(Study material Opens)

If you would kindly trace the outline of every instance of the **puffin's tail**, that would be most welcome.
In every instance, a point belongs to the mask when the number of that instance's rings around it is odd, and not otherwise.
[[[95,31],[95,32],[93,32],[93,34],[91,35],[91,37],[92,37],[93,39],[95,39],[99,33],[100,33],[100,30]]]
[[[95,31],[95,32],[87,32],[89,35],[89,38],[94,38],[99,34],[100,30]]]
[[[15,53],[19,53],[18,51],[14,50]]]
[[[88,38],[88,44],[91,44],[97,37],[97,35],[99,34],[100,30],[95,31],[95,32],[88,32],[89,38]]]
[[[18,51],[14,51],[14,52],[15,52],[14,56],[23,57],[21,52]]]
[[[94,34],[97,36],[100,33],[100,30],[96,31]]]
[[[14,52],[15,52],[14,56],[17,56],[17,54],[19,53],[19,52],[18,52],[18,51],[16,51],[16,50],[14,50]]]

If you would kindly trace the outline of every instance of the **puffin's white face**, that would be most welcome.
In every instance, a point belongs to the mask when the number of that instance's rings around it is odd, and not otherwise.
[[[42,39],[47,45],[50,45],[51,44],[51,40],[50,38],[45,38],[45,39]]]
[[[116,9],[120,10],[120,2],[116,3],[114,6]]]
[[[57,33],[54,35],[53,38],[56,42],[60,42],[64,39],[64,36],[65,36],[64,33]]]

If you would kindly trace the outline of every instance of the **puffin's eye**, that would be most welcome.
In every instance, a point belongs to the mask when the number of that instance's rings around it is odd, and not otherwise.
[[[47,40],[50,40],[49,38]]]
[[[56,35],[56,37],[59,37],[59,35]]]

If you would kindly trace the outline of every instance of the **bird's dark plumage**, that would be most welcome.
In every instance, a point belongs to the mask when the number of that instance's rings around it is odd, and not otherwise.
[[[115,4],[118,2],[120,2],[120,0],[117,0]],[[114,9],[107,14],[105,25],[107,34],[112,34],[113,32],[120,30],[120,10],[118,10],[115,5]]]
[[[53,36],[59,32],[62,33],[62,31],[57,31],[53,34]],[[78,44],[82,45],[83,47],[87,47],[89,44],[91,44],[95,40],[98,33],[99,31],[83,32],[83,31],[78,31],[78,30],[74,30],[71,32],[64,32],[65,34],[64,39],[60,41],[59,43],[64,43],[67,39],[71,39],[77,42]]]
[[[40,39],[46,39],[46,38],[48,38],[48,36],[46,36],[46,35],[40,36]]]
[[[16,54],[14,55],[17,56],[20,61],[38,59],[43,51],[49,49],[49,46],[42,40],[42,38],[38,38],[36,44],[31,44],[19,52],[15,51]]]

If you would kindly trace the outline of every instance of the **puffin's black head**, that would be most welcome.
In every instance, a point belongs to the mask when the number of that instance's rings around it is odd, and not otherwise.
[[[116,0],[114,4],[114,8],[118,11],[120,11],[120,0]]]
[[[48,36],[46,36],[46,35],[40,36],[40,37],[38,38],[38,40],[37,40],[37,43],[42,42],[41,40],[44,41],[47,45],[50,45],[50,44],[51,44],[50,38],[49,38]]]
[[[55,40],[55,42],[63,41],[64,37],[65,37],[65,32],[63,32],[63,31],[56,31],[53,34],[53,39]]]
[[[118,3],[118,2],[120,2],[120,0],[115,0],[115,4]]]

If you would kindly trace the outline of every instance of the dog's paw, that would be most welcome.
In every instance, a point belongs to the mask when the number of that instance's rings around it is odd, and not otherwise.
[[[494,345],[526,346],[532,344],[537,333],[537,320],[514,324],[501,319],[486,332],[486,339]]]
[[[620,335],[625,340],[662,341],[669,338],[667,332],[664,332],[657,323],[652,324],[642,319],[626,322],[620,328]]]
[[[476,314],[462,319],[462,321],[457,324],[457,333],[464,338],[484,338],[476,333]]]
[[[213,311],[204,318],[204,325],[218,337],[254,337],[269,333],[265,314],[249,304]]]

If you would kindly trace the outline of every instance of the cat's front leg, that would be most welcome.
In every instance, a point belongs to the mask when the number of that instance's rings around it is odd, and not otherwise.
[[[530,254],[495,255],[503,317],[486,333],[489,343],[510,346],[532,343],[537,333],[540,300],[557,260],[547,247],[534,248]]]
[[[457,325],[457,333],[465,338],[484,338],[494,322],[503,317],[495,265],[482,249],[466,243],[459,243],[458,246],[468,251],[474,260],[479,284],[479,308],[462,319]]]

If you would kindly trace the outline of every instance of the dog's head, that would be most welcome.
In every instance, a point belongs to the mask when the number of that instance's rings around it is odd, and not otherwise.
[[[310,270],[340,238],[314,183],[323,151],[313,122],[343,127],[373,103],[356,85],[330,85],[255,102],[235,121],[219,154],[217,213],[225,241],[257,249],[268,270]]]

(Study material Closes)

Say only how many lines among the entries above contain the string "welcome".

▶ **Result of the task**: 8